* _EXTRACTED DATA_:
*****

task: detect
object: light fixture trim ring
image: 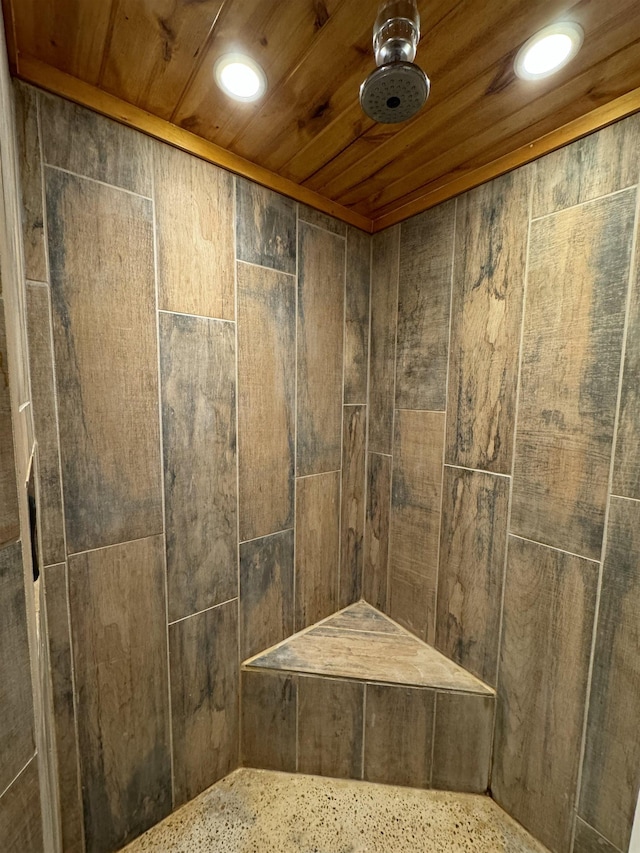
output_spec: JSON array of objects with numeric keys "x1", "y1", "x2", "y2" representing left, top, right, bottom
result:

*****

* _TASK ITEM_: Copy out every line above, word for word, minus images.

* _REPLY TO THE EXERCISE_:
task: detect
object: light fixture trim ring
image: 
output_spec: JSON array of objects with numeric keys "x1", "y1", "x2", "y2" representing left, top, right, bottom
result:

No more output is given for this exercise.